Pull every line containing "black" from the entries.

GIVEN DATA:
—————

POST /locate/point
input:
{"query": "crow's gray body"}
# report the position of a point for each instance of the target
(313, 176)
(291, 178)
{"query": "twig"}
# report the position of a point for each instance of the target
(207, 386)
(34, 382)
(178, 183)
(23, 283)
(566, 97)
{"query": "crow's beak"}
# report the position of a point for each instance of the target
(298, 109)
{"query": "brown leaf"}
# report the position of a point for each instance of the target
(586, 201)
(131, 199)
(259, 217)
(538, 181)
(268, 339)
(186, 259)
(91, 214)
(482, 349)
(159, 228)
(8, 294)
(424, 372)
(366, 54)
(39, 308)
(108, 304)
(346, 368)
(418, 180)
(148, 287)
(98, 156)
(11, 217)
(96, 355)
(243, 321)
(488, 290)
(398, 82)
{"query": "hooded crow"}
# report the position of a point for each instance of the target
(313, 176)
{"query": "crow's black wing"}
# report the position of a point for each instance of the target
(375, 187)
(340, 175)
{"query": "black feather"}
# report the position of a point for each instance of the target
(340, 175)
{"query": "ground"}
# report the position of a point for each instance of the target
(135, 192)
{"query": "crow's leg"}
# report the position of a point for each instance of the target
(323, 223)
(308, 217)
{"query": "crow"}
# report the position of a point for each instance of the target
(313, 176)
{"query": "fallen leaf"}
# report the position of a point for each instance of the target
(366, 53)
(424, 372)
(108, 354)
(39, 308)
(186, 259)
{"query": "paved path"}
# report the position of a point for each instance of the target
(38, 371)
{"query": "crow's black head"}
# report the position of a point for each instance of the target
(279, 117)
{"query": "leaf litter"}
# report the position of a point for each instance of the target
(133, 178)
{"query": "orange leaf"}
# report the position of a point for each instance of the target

—————

RESPONSE BOX:
{"query": "crow's black wing"}
{"query": "black feather"}
{"query": "crow's black head"}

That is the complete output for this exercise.